### SELECTED EXCERPT

_____

# eating it up on coosa river



## BOLTACTION (Oct 2, 2007)

went out saturday on lay lake the water is bad low had to drive off end of boat ramp into mud to launch .buy 10:00 i had 9 spotted bass 1 1/2 to 2 1/2 lb missed around 20 hits . look for any current on points fish from down side carolina rigged zoom champaine chartruse retrive real slow .let it just flutter in the current an hold on.


----------



## bamasam (Sep 27, 2007)

Now if we only had :takephoto


----------



## Stuart H. Brown (Oct 4, 2007)

I've been wanting to try the Coosa. Are the rapids too much for a 16' jon boat? I have a canoe but thought Little Johnny would be more comfy. Fish the Tallapoosa a good bit and was wanting to get into some rapids. Sounds fun. SHB


----------



## bamasam (Sep 27, 2007)

Not too many rapids in the coosa river, I think if you are wanting rapids you might try the cahaba river. Where he is talking about is Yellow Leaf Creek off of the Coosa. It is a long creek with a width on the average of 60' with numerous holes and slews for bass, crappie, stripe and of course cats and brim.


----------



## spearit2 (Oct 3, 2007)

there are rapids on the coosa and tallapoosa, you just got to go near the fall line, on the tallapoosa would be near tallassee alabama, below thurlow dam, and on the coosa, near wetumpka below jordan dam... below jodan there are some great shoals full of big spots, would be perfect for kayaking.. I fish below dams alot, there has not been as much water this year, but the fishing has still been ok... stripers are up near martin dam on the tallapoosa right now..


----------



## bamasam (Sep 27, 2007)

Jordan is good for big slab Crappie. We have a few spots over there that usually produce. Where we are talking about on Coosa is closer to Logan Martin dam. You just have to be carefull where you go in the shallower creeks because the water level has been LOW LOW this year. I havent fished much around Tallapoosa so I dont know that area. If you want a real rush get close to Logan Martin dam then let them open up the gates :banghead:banghead Rapids aint nothing compared to that :letsdrink


----------



## RUSTY (Oct 2, 2007)

I grew up fishing Lay Lake around Cedar, Peckerwood and Paint Creek. Would probably get lost there now.


----------



## BOLTACTION (Oct 2, 2007)

same lake diffrent shore line.still full of large heads,spots & slabs.


----------



## Stuart H. Brown (Oct 4, 2007)

Here are some pics of some Tallapoosa Bass. Right near Emerald Mt. Toll Rd. Thought they were Largemouth but maybe Spots. Can you tell?SHB


----------



## bamasam (Sep 27, 2007)

best I can tell from the pics they look like largemouth to me.


----------



## BOLTACTION (Oct 2, 2007)

to tell the diffrence between a spot & a large head is a spot will have rough tip on the toung.a large head will a slick tip on itstoung


----------



## NoMoSurf (Oct 2, 2007)

And a largemouth will have a mouth that extends back past his eye. The spot's mouth ends right before/under the eye. I have caught alot of spots in the oxbow ponds on the coosa over the years but have never caught one IN the coosa. I have only caught brim and have seen LOTS of LARGE catfish laying up near the banks.


----------



## FlyLipps (Oct 3, 2007)

Stuart,



Is that "Little Johnny? And, if it is, are you sitting on top of "your new poling platform" in that first photo? If that is the case, you best not count on me poling you around come the end of the month!!! I must confess, I considered poling from atop a cooler as you suggested, but that isn't exactly the cooler I had pictured in my mind.


----------



## Stuart H. Brown (Oct 4, 2007)

Yes, that is my poor mans poling platform/leaning post. We can always upgrade to a 128 quart. You won't have time to pole anyway with all that casting going on. We may have to head to the Tallapoosa for some carp. They're still haunting me. SHB


----------



## gocatchfish37 (Jul 14, 2008)

Good report


----------



## gocatchfish37 (Jul 14, 2008)

good report


----------

_____

### INFORMATION SHOWN
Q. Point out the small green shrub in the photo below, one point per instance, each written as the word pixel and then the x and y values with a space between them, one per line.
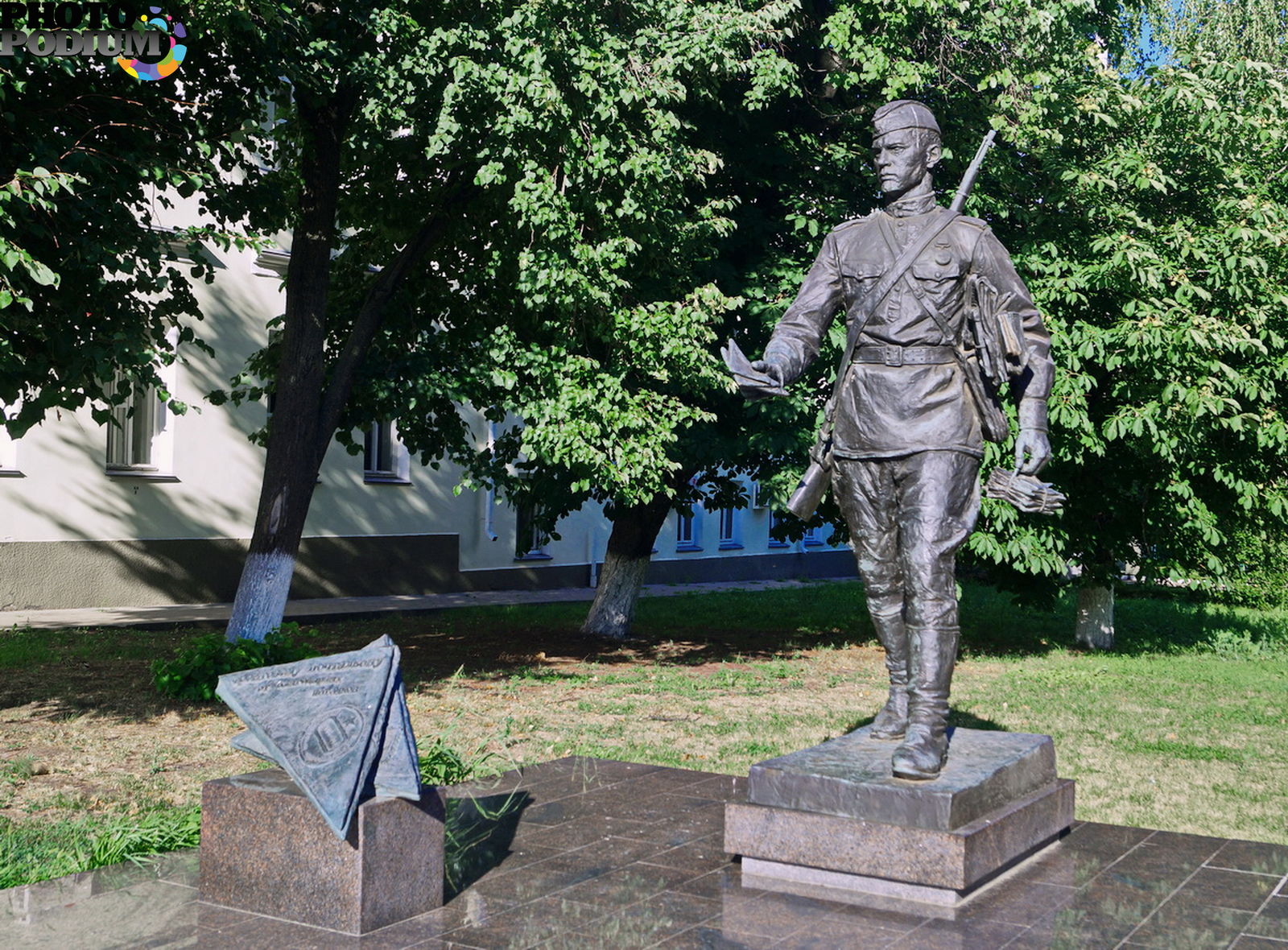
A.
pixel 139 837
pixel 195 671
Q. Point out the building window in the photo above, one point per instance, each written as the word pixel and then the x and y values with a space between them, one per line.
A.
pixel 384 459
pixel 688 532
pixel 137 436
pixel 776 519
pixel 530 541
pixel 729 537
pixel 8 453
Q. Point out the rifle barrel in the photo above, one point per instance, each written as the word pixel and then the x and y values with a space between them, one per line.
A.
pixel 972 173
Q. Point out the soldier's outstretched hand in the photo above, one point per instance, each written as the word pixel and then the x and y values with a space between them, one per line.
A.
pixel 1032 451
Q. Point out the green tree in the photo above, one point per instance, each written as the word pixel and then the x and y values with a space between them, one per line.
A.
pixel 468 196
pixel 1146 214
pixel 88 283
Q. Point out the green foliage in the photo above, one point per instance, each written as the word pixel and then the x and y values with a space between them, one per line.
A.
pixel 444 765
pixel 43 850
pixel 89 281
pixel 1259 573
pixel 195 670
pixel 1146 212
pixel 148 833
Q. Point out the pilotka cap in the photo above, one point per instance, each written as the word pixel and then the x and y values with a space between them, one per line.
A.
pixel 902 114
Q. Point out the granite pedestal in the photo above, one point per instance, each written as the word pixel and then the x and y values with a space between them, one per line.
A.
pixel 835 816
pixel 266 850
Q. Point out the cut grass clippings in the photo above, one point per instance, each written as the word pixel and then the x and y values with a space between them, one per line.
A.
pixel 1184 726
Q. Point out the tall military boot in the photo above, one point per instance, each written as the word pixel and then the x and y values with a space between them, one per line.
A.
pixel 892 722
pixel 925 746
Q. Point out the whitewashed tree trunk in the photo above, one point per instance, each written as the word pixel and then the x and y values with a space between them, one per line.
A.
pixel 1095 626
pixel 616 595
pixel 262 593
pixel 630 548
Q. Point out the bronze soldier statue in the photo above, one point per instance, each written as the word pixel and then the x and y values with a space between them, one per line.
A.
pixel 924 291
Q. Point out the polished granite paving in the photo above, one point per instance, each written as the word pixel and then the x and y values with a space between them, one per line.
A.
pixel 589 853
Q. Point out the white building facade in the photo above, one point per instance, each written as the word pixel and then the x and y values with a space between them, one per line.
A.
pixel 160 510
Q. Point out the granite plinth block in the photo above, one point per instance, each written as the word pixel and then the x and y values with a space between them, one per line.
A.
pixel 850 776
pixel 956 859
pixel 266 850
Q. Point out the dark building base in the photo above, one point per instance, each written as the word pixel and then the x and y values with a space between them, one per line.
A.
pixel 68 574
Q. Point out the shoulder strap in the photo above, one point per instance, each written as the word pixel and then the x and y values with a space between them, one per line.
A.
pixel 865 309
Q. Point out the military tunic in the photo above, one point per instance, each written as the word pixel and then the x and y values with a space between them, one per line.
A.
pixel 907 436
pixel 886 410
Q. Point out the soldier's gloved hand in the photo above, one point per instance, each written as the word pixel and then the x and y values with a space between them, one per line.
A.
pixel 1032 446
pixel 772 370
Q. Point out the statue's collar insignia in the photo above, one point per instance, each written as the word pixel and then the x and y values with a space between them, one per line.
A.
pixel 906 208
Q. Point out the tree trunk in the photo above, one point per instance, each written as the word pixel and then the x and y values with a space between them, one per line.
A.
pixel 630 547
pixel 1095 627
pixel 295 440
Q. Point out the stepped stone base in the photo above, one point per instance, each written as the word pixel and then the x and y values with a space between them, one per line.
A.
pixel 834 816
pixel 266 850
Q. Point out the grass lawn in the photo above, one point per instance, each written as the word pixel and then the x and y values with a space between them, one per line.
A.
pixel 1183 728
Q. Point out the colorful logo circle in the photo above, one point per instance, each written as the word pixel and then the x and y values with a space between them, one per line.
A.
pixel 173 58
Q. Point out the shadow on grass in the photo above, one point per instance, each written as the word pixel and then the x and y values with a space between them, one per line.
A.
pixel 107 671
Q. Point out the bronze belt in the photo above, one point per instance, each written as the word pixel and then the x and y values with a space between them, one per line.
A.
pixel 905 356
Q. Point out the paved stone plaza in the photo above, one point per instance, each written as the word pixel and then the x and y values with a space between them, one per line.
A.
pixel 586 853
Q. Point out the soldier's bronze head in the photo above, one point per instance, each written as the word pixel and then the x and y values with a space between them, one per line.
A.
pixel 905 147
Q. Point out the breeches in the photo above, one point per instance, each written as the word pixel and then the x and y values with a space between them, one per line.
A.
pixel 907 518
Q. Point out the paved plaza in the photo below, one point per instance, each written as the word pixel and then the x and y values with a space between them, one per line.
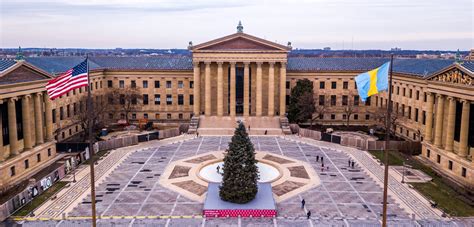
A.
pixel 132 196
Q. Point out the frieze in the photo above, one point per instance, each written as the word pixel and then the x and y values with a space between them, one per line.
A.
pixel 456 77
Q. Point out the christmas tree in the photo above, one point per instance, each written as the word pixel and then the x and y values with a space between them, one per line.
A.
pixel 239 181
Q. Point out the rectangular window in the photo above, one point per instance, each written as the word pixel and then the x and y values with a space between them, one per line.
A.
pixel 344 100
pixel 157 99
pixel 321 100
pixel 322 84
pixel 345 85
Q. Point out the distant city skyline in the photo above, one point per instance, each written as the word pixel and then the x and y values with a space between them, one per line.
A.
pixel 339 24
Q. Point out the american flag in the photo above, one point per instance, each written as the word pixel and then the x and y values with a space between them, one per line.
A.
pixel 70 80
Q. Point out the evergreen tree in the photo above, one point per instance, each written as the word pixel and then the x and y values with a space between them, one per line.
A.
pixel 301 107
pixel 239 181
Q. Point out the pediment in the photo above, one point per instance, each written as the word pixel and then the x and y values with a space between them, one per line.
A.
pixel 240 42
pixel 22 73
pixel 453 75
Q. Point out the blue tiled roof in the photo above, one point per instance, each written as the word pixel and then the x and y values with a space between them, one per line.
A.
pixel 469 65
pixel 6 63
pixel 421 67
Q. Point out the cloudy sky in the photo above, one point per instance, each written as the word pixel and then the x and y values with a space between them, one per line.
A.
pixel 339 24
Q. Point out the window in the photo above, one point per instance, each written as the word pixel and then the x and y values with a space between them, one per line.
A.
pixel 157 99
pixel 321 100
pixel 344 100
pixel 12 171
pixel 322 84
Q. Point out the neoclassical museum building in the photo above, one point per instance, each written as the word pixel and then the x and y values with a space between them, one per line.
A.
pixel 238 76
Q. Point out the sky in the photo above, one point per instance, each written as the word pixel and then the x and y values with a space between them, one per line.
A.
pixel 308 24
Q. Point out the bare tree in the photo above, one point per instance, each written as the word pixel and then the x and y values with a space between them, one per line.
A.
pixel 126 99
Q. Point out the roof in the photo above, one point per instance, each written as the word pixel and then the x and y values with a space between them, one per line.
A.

_____

### PROBLEMS
[1] Decide whether each statement about the Coosa River fishing thread agrees with the thread, answering yes or no and quoting the deciding words: (a) BOLTACTION had to drive off the end of the boat ramp into mud to launch; (b) NoMoSurf has caught many spots in the Coosa itself; (c) bamasam gives Yellow Leaf Creek an average width of about 60 feet.
[2] Reproduce the part of the Coosa River fishing thread starting with "And a largemouth" and going on through "FlyLipps (Oct 3, 2007)".
Nothing in the items is needed here.

### RESULTS FOR THE EXERCISE
[1]
(a) Yes: "had to drive off end of boat ramp into mud to launch"
(b) No: "have never caught one IN the coosa"
(c) Yes: "a width on the average of 60'"

[2]
And a largemouth will have a mouth that extends back past his eye. The spot's mouth ends right before/under the eye. I have caught alot of spots in the oxbow ponds on the coosa over the years but have never caught one IN the coosa. I have only caught brim and have seen LOTS of LARGE catfish laying up near the banks.


----------



## FlyLipps (Oct 3, 2007)